**EXCERPT TO READ**

Posted by "Michael Busch (JIRA)" <ji...@apache.org>.
     [ http://issues.apache.org/jira/browse/LUCENE-624?page=all ]

Michael Busch updated LUCENE-624:
---------------------------------

    Attachment: cfs_seg_size_limit.patch

I attach the patch file for this improvement.

This patch adds two new methods to the API of IndexWriter and IndexModifier:
  /** Get the current value of the compound file segment size limit.
   *  Note that this just returns the value you set with setCompoundFileSegmentSizeLimit(int)
   *  or the default. You cannot use this to query the status of an existing index.
   *  @see #setCompoundFileSegmentSizeLimit(int)
   */
  public int getCompoundFileSegmentSizeLimit();
    
  /** Sets the limit of documents a segment can have, so that
   *  compound format is being used for that segment. A high
   *  limit will decrease the number of files per index, whereas
   *  a lower limit will improve search performance but 
   *  increase the number of files.
   */
  public void setCompoundFileSegmentSizeLimit(int value);

Furthermore I added a constant to IndexWriter:
public final static int DEFAULT_COMPOUND_FILE_SEGMENT_SIZE_LIMIT = Integer.MAX_VALUE;

Since the default value is set to Integer.MAX_VALUE, the behavior of IndexWriter/IndexModifier only changes if the user uses setCompoundFileSegmentSizeLimit(int) to change the value explicitly.

**INSTRUCTION 1**
Copy the entries from the line containing "Place a point on the cookie crumb, one" up to and including the line containing "<point>368,98</point>", swapping "reporting" for "giving" and keeping everything else the same.
The entries that come next are unrelated to the text.

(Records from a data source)
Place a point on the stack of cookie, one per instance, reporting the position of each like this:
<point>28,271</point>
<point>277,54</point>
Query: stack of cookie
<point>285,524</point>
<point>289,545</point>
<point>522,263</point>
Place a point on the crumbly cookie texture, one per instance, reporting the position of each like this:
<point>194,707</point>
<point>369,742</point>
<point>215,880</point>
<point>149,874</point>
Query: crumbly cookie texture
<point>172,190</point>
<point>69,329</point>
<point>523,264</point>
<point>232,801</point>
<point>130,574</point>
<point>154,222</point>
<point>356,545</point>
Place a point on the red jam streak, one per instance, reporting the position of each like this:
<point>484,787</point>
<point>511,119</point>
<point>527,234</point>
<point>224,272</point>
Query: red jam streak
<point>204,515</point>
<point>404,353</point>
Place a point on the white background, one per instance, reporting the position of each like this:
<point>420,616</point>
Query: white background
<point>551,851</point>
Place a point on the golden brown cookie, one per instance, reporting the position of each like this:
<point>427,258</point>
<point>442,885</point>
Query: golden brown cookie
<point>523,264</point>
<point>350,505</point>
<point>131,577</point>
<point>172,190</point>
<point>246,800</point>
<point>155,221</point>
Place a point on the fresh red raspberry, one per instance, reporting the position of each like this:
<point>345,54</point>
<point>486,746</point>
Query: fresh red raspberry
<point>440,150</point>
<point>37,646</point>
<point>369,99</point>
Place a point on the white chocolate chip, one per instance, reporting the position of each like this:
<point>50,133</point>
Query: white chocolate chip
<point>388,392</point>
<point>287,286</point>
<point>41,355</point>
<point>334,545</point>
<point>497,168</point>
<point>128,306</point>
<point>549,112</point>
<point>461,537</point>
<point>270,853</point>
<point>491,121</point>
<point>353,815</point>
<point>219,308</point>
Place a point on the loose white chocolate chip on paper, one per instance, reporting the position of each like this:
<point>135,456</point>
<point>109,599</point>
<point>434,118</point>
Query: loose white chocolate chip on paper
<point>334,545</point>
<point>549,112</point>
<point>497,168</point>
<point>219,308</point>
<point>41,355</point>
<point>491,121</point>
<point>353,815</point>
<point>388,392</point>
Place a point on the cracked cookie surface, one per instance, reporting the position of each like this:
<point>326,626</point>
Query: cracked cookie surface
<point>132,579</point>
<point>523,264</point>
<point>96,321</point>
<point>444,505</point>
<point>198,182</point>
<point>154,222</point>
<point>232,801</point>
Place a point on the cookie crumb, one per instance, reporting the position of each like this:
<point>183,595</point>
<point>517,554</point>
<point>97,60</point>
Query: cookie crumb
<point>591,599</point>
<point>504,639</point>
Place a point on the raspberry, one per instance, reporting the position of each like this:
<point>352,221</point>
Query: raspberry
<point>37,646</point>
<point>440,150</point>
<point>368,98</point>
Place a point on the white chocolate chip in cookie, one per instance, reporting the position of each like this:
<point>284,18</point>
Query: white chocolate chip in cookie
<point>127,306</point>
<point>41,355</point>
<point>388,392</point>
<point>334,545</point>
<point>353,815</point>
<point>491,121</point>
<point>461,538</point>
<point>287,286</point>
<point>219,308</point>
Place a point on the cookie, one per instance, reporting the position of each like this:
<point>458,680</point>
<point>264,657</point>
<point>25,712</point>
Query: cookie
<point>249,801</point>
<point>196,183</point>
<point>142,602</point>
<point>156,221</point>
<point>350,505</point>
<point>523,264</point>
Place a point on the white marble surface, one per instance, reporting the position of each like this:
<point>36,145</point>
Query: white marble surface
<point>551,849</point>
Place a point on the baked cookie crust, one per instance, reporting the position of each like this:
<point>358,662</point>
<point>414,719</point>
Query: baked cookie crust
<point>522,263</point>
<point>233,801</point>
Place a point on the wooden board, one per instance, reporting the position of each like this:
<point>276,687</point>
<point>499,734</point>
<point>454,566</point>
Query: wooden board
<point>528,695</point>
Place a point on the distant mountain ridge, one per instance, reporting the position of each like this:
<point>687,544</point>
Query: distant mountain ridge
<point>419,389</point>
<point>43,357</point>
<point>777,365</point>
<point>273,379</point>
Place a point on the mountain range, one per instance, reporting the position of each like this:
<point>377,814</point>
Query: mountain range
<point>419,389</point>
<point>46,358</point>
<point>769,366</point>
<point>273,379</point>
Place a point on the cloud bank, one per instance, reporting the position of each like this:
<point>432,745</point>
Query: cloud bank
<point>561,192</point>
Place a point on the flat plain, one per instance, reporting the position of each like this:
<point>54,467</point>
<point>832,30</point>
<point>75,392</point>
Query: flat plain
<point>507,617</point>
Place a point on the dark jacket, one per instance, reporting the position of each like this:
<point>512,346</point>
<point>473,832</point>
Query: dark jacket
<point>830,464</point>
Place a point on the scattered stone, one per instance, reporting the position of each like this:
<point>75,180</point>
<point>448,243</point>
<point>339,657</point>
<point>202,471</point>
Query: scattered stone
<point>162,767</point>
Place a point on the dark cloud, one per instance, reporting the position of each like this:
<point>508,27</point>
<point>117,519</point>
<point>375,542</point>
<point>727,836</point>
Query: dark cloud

**INSTRUCTION 2**
In the excerpt about the IndexWriter patch, what is the default compound file segment size limit set to?

**WRITTEN SOLUTION 1**
Place a point on the cookie crumb, one per instance, giving the position of each like this:
<point>183,595</point>
<point>517,554</point>
<point>97,60</point>
Query: cookie crumb
<point>591,599</point>
<point>504,639</point>
Place a point on the raspberry, one per instance, giving the position of each like this:
<point>352,221</point>
Query: raspberry
<point>37,646</point>
<point>440,150</point>
<point>368,98</point>

**WRITTEN SOLUTION 2**
Integer.MAX_VALUE